» Requirement:
Your answer should contain only the lines from the top of the data below down through the one with "# each instance of the horse forehead", transcribed exactly and without pictures; please include nothing more.

(Dataset excerpts)
::::
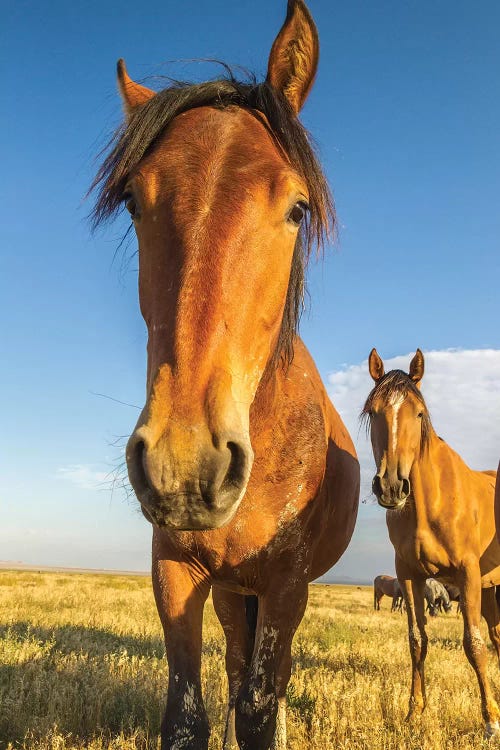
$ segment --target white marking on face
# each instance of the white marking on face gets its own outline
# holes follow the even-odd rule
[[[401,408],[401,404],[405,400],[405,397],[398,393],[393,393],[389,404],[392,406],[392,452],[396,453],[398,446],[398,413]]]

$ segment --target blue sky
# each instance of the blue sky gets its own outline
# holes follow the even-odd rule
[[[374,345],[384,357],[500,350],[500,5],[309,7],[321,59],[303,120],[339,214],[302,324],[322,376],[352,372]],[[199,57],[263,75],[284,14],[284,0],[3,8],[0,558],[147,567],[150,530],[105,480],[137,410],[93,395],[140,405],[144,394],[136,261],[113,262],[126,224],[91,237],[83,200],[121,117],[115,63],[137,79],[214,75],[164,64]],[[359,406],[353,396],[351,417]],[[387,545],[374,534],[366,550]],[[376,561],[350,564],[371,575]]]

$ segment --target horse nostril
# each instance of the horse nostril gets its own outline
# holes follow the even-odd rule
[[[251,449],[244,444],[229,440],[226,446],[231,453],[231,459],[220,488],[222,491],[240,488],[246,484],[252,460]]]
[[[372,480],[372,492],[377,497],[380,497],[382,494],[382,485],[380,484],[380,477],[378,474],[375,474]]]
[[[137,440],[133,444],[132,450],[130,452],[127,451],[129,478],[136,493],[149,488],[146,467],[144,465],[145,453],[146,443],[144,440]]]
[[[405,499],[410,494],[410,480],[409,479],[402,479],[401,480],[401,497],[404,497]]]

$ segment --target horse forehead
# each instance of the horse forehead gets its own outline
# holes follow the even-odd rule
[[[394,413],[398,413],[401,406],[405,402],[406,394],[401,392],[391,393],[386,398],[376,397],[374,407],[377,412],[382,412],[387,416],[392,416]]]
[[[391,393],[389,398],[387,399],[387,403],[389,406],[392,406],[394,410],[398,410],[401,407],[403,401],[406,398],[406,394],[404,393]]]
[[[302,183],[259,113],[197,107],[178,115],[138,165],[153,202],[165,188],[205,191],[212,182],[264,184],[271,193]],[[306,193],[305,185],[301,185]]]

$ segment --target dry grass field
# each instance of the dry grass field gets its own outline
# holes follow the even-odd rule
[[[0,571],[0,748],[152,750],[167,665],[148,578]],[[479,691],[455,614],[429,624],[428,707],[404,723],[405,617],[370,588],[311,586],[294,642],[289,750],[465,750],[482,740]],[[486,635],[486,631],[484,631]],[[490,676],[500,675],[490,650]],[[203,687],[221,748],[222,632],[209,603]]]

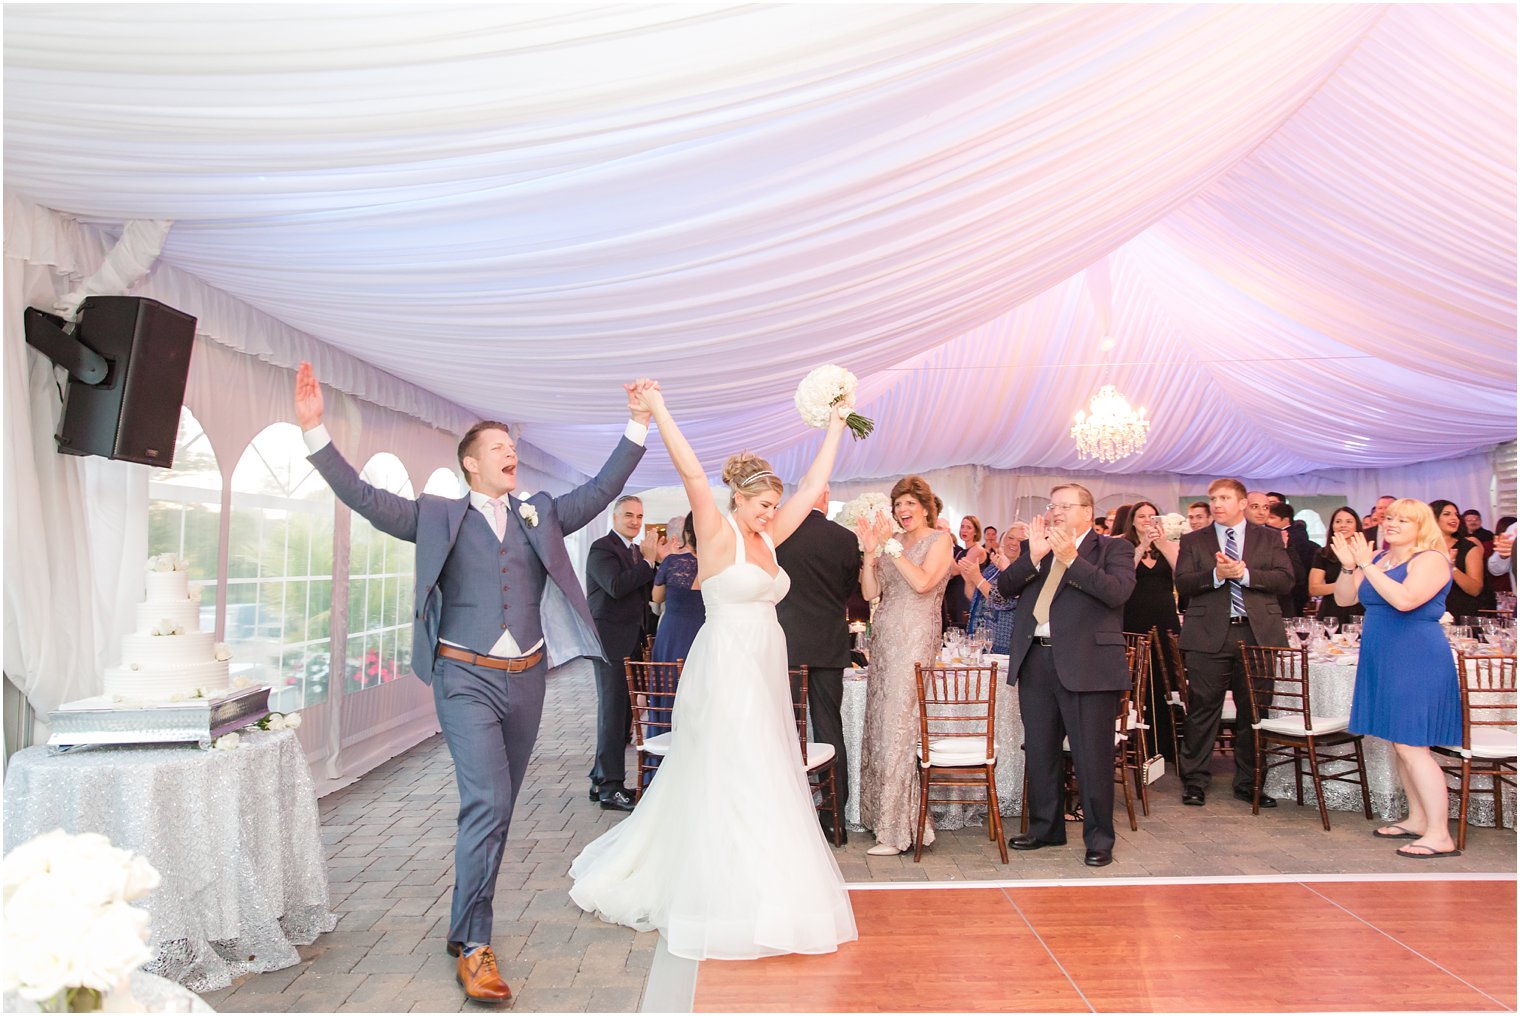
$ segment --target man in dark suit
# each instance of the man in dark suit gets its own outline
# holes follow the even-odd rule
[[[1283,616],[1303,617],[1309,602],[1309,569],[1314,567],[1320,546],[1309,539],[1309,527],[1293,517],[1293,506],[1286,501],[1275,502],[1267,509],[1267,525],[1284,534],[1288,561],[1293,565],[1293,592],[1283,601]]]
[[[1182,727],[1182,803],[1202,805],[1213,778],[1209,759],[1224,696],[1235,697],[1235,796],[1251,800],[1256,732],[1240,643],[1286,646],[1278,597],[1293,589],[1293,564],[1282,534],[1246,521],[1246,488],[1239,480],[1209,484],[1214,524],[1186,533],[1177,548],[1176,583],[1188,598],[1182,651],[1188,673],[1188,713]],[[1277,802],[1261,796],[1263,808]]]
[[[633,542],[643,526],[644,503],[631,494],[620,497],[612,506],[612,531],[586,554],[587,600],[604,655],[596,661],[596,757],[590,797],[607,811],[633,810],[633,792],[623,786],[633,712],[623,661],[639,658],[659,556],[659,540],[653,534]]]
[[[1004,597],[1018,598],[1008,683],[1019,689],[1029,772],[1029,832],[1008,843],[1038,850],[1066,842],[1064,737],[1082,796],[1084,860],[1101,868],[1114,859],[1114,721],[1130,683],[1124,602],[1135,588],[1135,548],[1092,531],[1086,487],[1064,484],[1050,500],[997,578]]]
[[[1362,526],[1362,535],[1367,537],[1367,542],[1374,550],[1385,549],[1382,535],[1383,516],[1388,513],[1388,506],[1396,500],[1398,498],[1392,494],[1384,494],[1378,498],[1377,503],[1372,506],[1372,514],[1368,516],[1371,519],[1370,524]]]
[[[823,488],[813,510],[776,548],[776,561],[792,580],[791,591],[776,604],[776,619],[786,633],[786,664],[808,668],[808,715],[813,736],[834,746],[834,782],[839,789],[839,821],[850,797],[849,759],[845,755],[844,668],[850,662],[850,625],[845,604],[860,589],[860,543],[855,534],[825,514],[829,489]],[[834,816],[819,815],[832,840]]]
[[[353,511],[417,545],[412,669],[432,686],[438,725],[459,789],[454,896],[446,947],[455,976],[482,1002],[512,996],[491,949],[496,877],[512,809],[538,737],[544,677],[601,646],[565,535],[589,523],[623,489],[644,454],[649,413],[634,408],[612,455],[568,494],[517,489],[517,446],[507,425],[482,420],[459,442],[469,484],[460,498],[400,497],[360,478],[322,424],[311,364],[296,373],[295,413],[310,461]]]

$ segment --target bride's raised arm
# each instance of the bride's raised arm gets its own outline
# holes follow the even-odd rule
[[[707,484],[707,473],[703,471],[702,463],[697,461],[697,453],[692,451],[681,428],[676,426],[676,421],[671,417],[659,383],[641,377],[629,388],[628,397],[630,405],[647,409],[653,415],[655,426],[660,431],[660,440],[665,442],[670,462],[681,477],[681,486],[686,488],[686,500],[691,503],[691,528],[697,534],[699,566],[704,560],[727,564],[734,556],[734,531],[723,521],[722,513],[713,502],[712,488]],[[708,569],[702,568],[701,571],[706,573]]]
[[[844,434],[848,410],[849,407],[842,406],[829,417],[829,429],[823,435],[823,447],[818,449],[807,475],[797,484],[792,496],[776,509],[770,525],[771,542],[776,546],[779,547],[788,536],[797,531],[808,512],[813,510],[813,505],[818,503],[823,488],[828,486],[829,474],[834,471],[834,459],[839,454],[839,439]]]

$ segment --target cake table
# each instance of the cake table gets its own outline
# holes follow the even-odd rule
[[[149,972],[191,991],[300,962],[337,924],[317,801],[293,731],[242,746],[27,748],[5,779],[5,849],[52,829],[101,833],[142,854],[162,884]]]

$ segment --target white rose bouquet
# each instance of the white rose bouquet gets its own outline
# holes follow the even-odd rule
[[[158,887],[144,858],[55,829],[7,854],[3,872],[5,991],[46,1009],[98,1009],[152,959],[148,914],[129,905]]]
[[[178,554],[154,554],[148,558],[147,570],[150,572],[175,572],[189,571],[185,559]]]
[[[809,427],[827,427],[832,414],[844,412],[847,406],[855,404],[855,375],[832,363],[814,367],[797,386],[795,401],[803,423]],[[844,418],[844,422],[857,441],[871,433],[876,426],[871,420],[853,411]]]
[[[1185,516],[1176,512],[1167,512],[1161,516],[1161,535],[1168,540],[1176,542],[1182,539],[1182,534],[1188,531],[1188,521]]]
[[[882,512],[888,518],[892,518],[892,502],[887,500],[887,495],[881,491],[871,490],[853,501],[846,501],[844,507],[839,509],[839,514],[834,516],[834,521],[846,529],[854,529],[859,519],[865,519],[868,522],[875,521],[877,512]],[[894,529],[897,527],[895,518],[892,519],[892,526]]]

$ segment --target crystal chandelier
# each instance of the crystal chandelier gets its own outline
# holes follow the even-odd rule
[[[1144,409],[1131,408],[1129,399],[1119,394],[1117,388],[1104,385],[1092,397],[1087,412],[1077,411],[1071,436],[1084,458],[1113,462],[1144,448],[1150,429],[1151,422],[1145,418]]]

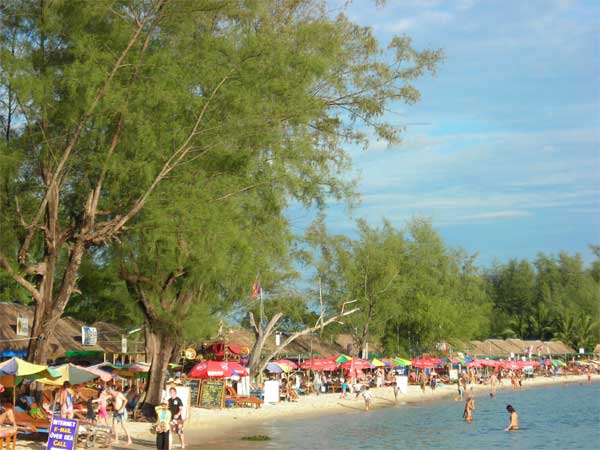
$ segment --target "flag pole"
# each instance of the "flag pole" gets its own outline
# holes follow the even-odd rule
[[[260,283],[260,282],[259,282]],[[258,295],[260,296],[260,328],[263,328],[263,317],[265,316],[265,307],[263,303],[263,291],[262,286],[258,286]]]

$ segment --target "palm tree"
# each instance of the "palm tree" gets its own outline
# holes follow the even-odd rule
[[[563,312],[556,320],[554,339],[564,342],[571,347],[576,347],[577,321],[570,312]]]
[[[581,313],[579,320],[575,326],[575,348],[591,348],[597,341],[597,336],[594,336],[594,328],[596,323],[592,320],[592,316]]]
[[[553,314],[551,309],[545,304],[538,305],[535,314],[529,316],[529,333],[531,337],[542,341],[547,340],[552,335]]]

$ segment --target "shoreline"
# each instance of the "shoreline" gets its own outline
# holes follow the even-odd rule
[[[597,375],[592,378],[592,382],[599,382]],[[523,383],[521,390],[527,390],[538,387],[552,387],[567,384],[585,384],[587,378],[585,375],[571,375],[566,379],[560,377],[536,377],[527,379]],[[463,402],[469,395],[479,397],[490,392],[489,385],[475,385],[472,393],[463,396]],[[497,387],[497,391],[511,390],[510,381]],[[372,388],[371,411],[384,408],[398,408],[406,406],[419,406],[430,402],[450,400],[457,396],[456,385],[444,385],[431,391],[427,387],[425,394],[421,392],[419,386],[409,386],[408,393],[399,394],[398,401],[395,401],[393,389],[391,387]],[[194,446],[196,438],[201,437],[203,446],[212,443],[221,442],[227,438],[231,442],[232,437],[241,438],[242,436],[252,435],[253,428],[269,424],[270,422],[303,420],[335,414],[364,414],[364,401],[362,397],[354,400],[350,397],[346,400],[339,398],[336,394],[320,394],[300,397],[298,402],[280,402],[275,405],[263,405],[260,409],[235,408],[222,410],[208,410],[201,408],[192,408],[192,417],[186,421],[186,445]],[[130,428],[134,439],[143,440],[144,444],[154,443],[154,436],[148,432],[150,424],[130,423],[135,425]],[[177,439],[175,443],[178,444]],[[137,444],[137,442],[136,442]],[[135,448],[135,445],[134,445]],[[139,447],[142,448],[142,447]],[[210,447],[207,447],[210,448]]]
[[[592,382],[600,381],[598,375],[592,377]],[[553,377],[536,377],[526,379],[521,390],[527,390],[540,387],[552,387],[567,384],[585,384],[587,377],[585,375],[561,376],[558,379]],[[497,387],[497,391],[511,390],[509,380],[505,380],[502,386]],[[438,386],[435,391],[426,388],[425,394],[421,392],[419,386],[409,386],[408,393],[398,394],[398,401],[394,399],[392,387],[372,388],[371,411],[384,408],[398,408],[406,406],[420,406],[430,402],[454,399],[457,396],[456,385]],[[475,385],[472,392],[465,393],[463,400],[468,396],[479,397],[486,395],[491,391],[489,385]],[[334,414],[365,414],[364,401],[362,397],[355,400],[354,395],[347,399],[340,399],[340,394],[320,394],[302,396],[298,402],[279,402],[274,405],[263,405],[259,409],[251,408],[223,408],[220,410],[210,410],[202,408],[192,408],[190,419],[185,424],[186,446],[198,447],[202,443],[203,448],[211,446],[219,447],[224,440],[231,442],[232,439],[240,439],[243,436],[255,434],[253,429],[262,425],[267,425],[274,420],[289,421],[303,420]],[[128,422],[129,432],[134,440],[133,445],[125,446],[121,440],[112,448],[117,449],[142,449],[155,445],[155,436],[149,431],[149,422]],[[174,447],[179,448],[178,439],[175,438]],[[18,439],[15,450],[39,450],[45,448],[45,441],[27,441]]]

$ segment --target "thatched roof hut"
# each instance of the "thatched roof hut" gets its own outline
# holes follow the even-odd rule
::::
» Output:
$ segment --target white marking on face
# each instance of the white marking on face gets its own outline
# holes follow the even-odd rule
[[[401,408],[401,404],[405,400],[405,397],[398,393],[393,393],[389,404],[392,406],[392,452],[396,453],[398,446],[398,413]]]

$ segment --target blue sky
# each instance of the blue sky gets its own outline
# holes follow the even-odd rule
[[[374,345],[384,357],[500,350],[500,5],[309,7],[321,59],[303,120],[339,214],[302,324],[322,376],[352,372]],[[199,57],[263,75],[284,14],[284,0],[3,8],[0,558],[147,567],[150,530],[105,480],[137,410],[93,395],[140,405],[144,394],[136,261],[113,262],[126,224],[91,237],[83,200],[121,117],[115,63],[137,79],[214,75],[164,64]],[[359,406],[353,396],[351,417]],[[387,545],[374,534],[366,550]],[[376,561],[350,564],[371,575]]]

$ segment --target horse nostril
# each instance of the horse nostril gets its own outline
# holes follow the even-odd rule
[[[251,449],[244,444],[229,440],[226,446],[231,453],[231,459],[220,488],[222,491],[240,488],[246,484],[252,460]]]
[[[372,480],[372,492],[377,497],[380,497],[382,494],[382,485],[380,484],[380,477],[378,474],[375,474]]]
[[[137,440],[133,444],[132,450],[130,452],[127,451],[129,478],[136,493],[149,488],[146,467],[144,465],[145,453],[146,443],[144,440]]]
[[[405,499],[410,494],[410,480],[409,479],[402,479],[401,480],[401,497],[404,497]]]

$ segment --target horse forehead
# each instance of the horse forehead gets its own outline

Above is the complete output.